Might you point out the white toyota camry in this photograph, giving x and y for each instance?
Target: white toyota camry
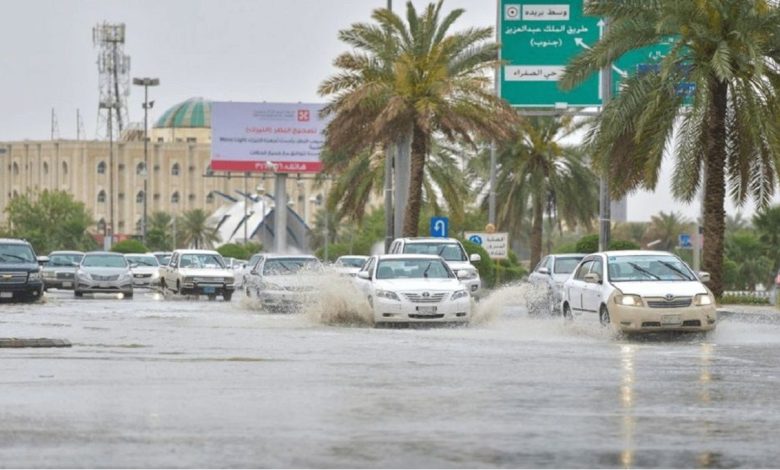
(640, 291)
(413, 289)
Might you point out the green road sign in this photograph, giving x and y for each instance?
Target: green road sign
(539, 38)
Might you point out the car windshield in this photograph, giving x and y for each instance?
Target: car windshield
(648, 268)
(351, 262)
(16, 253)
(286, 266)
(147, 261)
(65, 260)
(566, 265)
(413, 269)
(104, 261)
(201, 261)
(448, 251)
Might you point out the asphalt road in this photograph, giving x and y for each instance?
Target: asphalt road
(154, 382)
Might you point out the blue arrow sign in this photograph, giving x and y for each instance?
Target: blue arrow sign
(440, 227)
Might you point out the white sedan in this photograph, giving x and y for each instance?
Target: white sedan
(413, 289)
(639, 292)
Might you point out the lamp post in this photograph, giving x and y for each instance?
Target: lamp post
(146, 82)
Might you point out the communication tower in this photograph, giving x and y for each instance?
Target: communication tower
(114, 78)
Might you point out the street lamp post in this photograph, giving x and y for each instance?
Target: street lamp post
(146, 82)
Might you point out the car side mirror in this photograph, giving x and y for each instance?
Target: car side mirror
(592, 278)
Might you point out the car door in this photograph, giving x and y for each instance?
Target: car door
(591, 293)
(576, 286)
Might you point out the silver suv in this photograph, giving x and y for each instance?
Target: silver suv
(448, 248)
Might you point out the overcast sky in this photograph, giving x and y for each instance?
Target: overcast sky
(231, 50)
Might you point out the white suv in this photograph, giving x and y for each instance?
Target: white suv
(448, 248)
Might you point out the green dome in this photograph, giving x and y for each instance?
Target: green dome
(195, 112)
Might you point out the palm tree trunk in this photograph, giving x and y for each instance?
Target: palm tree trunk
(715, 189)
(414, 202)
(536, 231)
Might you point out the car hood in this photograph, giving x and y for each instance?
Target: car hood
(662, 288)
(205, 272)
(418, 284)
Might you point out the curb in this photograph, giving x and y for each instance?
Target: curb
(34, 343)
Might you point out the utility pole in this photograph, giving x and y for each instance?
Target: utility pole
(604, 201)
(146, 82)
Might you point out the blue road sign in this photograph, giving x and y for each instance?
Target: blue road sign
(440, 227)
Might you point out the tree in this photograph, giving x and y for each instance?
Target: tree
(536, 173)
(726, 51)
(195, 230)
(50, 220)
(405, 82)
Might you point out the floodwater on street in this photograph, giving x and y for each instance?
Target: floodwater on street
(156, 382)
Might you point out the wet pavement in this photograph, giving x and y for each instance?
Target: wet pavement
(155, 382)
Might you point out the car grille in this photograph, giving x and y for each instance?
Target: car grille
(420, 298)
(13, 277)
(676, 302)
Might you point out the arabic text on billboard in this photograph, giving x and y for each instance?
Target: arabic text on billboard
(281, 137)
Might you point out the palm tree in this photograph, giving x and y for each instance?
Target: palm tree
(536, 173)
(665, 229)
(196, 231)
(406, 81)
(725, 130)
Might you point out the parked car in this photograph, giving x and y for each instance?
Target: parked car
(60, 271)
(414, 289)
(547, 280)
(639, 291)
(20, 271)
(145, 269)
(103, 272)
(283, 283)
(349, 265)
(198, 272)
(451, 250)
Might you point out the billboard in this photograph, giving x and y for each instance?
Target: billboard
(257, 137)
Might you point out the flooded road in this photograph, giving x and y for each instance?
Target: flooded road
(151, 382)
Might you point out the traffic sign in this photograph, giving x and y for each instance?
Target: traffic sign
(538, 40)
(440, 227)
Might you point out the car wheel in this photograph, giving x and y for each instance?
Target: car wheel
(604, 315)
(567, 316)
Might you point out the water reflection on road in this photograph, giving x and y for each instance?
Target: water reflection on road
(186, 383)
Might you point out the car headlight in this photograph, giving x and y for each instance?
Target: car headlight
(702, 299)
(468, 274)
(459, 294)
(386, 294)
(628, 300)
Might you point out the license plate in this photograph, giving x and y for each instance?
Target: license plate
(671, 320)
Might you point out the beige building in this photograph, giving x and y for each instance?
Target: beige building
(180, 177)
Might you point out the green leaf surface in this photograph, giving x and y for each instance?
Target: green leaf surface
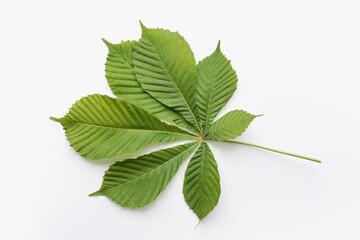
(165, 67)
(216, 83)
(99, 126)
(202, 182)
(230, 126)
(135, 183)
(123, 83)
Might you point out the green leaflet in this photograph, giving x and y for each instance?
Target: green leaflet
(99, 127)
(230, 126)
(157, 78)
(165, 67)
(123, 83)
(135, 183)
(216, 83)
(202, 182)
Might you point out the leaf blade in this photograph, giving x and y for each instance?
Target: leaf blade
(137, 182)
(165, 67)
(202, 182)
(230, 126)
(123, 83)
(98, 127)
(216, 83)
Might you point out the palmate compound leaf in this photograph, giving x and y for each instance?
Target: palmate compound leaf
(135, 183)
(216, 83)
(99, 126)
(230, 126)
(165, 67)
(123, 83)
(202, 182)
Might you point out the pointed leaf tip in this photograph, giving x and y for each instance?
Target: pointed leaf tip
(97, 193)
(218, 46)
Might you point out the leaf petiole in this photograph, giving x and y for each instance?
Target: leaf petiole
(273, 150)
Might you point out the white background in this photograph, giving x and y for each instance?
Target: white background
(297, 63)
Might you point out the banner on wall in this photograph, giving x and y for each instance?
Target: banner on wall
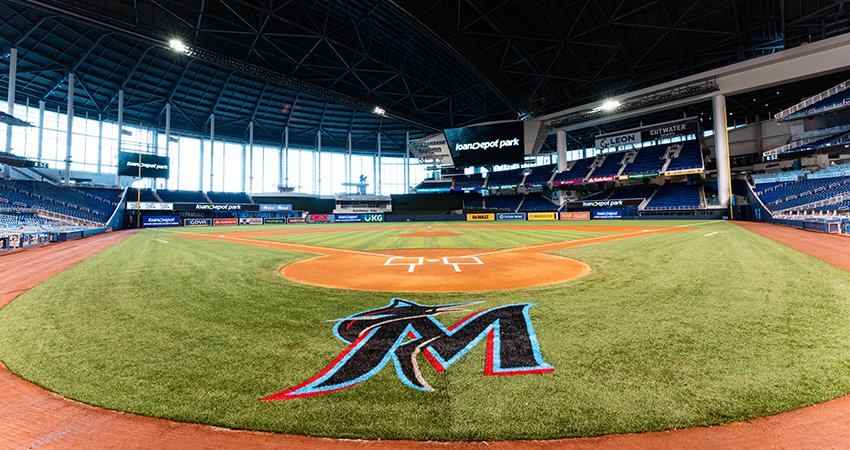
(510, 216)
(542, 216)
(145, 165)
(151, 206)
(276, 207)
(197, 222)
(160, 221)
(480, 217)
(318, 218)
(608, 214)
(684, 127)
(578, 215)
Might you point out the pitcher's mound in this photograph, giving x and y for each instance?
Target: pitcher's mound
(435, 270)
(429, 234)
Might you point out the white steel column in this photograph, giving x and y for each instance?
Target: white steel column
(348, 160)
(318, 165)
(251, 154)
(69, 135)
(212, 149)
(120, 132)
(286, 156)
(40, 144)
(562, 150)
(201, 167)
(10, 107)
(407, 162)
(99, 144)
(378, 168)
(168, 139)
(721, 150)
(244, 166)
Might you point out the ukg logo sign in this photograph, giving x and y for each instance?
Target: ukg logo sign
(403, 330)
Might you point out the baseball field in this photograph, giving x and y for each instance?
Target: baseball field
(630, 326)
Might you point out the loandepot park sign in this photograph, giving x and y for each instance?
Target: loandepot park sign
(655, 132)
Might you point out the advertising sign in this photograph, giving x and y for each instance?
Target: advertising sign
(480, 217)
(226, 221)
(151, 206)
(197, 222)
(578, 215)
(160, 221)
(276, 207)
(149, 166)
(501, 143)
(567, 182)
(608, 214)
(510, 216)
(649, 133)
(585, 204)
(542, 216)
(216, 207)
(318, 218)
(621, 139)
(347, 218)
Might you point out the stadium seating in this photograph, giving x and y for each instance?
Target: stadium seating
(649, 160)
(504, 202)
(229, 197)
(540, 175)
(536, 202)
(578, 171)
(675, 196)
(505, 178)
(690, 158)
(50, 197)
(181, 196)
(804, 192)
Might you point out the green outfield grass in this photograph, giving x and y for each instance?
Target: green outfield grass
(668, 331)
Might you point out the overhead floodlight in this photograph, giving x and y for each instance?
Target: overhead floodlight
(610, 105)
(178, 46)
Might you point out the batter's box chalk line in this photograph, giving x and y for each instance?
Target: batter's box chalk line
(413, 261)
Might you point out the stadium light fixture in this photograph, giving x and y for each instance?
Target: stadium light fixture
(178, 46)
(610, 105)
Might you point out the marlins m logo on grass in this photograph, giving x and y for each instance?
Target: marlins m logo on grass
(402, 330)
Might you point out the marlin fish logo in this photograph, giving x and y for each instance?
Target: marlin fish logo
(402, 330)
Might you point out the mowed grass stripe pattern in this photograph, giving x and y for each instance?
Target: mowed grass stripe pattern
(669, 330)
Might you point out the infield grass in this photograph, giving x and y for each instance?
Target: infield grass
(668, 331)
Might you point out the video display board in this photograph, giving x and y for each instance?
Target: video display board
(480, 145)
(152, 166)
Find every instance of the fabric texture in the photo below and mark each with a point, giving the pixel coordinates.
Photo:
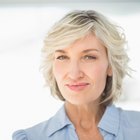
(115, 124)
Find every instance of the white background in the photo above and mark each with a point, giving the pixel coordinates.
(23, 99)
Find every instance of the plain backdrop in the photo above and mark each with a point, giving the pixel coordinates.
(24, 101)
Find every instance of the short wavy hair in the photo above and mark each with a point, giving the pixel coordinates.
(78, 24)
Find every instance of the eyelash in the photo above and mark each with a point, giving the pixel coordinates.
(62, 57)
(89, 57)
(86, 57)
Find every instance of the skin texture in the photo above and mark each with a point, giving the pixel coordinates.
(80, 71)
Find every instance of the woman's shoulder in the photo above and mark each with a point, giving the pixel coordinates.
(33, 132)
(45, 129)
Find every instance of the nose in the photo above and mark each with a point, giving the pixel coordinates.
(74, 71)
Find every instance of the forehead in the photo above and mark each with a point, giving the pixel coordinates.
(89, 42)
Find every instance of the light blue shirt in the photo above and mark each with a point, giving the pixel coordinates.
(116, 124)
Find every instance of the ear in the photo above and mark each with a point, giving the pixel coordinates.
(109, 71)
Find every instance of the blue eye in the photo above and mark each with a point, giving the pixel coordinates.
(89, 57)
(62, 57)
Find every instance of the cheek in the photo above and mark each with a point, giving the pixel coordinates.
(98, 72)
(58, 71)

▬▬▬

> _Work to complete_
Leave the pictures out, and please copy only the lines from the one with "Might you point out the mowed" through the end of the listing.

> _Output of the exercise_
Might you point out the mowed grass stripe pattern in this photograph, giving x and y for each instance?
Target: mowed grass stripe pattern
(669, 330)
Might you point out the infield grass in this photograph, giving x and y for each instance?
Target: infield grass
(668, 331)
Might you point out the video display board in this photograph, giving x and y for each instance?
Target: video display board
(480, 145)
(152, 166)
Find every instance of the fabric texture in the photo below and mark each with a point, giving the pixel coordinates.
Photo:
(115, 124)
Find every instance of the white background in the photo above and mark each with a point, giving the pixel coordinates.
(23, 99)
Find every instance of the plain backdrop in the photo above and mark each with a point, giving the pixel coordinates.
(24, 101)
Find every instance of the short wavy hair in the photo above and mark each with a point, giving the pixel coordinates.
(78, 24)
Find every instance of the eyelash in the photo above and mark each with a point, giving the pixel coordinates.
(62, 57)
(89, 57)
(86, 57)
Find every instance of the skin texture in the photo above and mark each with a point, giving the pixel coordinates.
(80, 71)
Find every instance of the woman's shoulder in the photo above and mark each with a point, giving the pixel coordinates.
(33, 132)
(45, 129)
Find every instance of the nose in the photo above and mark each with a point, giving the pixel coordinates.
(74, 71)
Find every instance of the forehead in the photo above and mark each with a point, giving the pixel coordinates.
(89, 42)
Find every instance of the light blue shirt in the photo above and mark each with a point, giving the pixel coordinates.
(116, 124)
Find every instance of the ear in the photo above and mark each with a point, giving the pixel coordinates.
(109, 71)
Find every instance of the blue eye in the photo above and mark each with a point, giving the pixel coordinates.
(89, 57)
(62, 57)
Find every instance of the cheek in the photo above and mark each with a point, giving the pixel coordinates.
(98, 72)
(58, 71)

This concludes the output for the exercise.